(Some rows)

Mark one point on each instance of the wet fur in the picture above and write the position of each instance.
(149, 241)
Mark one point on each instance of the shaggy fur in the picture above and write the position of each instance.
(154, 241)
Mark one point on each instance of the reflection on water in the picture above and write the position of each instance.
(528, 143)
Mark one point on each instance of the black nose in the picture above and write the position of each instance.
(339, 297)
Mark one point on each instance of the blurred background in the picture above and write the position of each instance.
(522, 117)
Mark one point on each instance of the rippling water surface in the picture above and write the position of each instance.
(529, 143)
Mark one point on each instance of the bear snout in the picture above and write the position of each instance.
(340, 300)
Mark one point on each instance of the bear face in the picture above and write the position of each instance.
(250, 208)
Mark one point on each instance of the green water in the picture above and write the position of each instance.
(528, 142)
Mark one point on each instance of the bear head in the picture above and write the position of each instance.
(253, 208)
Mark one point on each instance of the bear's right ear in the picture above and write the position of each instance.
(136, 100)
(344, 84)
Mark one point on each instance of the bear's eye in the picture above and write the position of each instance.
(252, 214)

...

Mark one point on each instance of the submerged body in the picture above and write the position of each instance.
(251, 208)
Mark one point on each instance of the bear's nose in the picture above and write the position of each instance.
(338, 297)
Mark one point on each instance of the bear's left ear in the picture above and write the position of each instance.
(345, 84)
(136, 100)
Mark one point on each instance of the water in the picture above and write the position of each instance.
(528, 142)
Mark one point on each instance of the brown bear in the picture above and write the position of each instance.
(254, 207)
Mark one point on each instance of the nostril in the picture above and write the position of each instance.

==

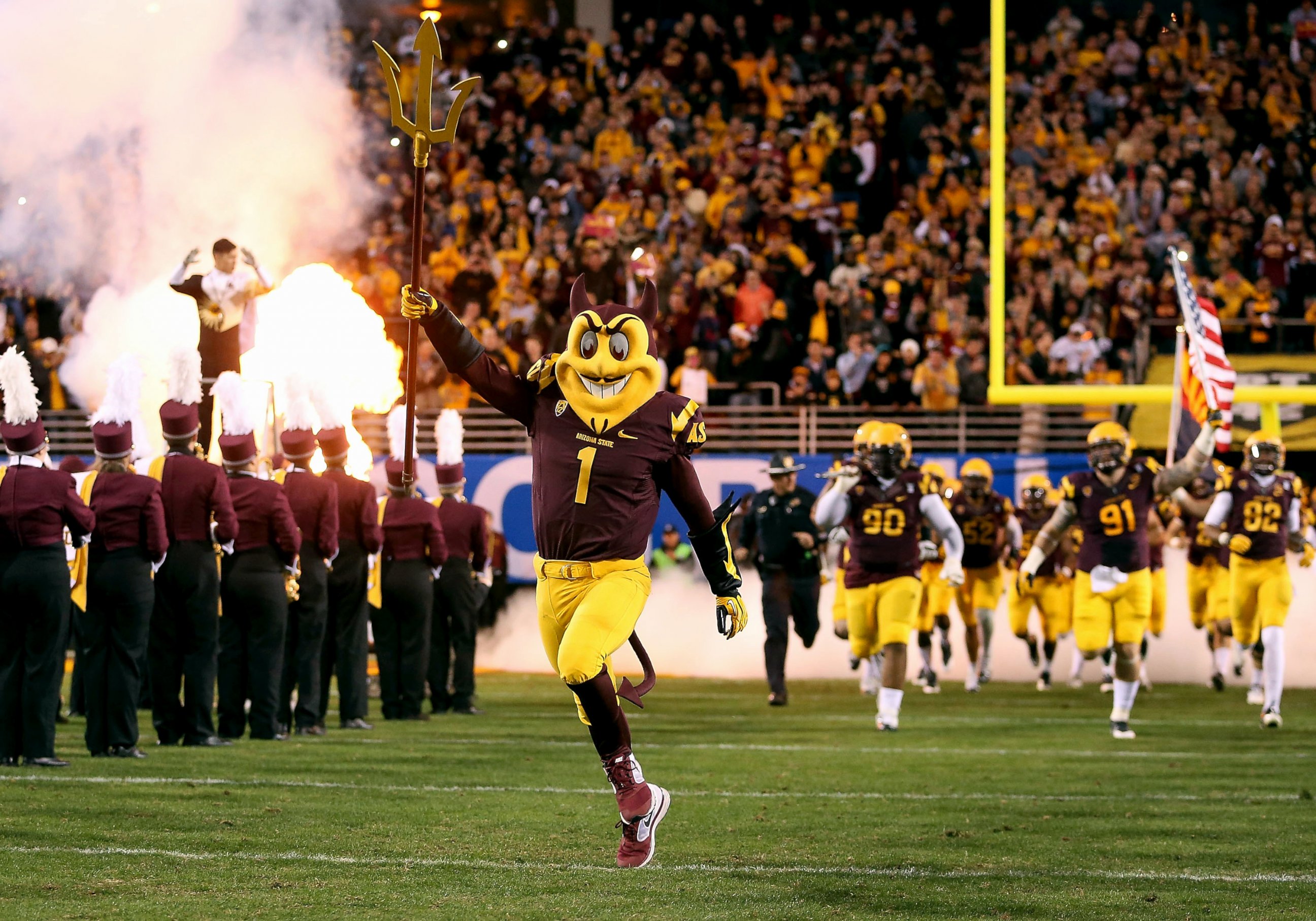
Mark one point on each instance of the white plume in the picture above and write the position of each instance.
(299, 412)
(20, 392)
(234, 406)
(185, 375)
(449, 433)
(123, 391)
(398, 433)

Work required: Pick out every line in the rows that contains the string "water", and copy each one in full.

Output below:
Mark one point on each instance of the reflection on water in the picture above and write the position of each instance.
Mark one point on each instance of the rippling water surface in the picture above and write the position of each instance.
Mark one point on each instance of the green water in the picture above and write the position of each instance.
Mark one point on each instance of the water in the picture above and write the position of each instance.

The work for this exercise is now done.